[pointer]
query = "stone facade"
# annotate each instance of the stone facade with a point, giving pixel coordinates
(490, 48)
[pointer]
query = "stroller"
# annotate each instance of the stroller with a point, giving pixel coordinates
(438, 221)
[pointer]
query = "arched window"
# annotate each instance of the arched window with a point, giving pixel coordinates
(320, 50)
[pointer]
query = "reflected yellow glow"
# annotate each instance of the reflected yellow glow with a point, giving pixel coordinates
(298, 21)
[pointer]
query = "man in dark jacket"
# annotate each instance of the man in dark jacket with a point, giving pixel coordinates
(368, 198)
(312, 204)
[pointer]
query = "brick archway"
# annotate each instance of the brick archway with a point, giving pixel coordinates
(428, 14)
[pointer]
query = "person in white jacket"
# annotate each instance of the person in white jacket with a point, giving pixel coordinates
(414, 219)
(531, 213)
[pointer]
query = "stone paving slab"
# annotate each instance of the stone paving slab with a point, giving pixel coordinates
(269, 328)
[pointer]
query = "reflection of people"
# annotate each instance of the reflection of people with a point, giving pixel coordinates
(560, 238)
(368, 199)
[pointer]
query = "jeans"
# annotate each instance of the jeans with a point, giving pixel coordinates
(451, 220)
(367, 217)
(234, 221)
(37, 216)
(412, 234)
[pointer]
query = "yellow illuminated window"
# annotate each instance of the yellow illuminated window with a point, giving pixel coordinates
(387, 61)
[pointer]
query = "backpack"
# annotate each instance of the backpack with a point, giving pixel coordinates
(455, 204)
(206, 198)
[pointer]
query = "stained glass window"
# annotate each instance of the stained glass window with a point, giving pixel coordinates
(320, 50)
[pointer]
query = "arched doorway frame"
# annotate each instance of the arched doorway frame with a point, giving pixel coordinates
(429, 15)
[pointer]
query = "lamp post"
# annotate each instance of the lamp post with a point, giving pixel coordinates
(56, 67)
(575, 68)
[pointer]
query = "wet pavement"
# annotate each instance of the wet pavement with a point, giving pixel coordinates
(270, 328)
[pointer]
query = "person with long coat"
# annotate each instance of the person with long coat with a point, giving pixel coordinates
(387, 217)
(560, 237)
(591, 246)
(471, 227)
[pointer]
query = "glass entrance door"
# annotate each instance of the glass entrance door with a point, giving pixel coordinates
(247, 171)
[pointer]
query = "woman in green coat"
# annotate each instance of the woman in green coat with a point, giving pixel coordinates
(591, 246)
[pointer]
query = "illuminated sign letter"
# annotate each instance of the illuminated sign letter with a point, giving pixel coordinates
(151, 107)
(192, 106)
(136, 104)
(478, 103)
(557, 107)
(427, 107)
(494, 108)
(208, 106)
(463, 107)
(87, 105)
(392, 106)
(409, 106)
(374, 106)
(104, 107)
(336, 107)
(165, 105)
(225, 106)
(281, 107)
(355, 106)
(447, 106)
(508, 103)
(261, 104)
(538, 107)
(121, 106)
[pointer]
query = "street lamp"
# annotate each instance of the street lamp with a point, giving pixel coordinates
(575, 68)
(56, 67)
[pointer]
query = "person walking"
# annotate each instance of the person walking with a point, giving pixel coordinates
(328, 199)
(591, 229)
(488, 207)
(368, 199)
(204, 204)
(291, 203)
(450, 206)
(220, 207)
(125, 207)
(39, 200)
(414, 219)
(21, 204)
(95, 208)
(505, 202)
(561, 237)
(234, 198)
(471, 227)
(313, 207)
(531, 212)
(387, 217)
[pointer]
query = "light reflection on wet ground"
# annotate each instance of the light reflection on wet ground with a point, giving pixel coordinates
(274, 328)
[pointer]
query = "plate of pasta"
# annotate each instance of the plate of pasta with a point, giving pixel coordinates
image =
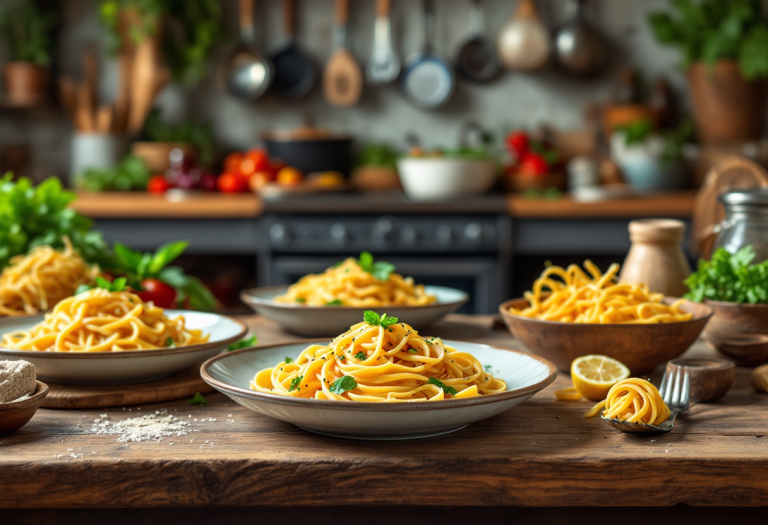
(325, 304)
(571, 313)
(379, 379)
(109, 335)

→ **How to complete this task**
Pick out and copy the lines of the material that include the word "plate".

→ **Solution to the exercise**
query = "plate of pasta"
# annotate each instance of the plate of pasta with a point, giving pixel coordinates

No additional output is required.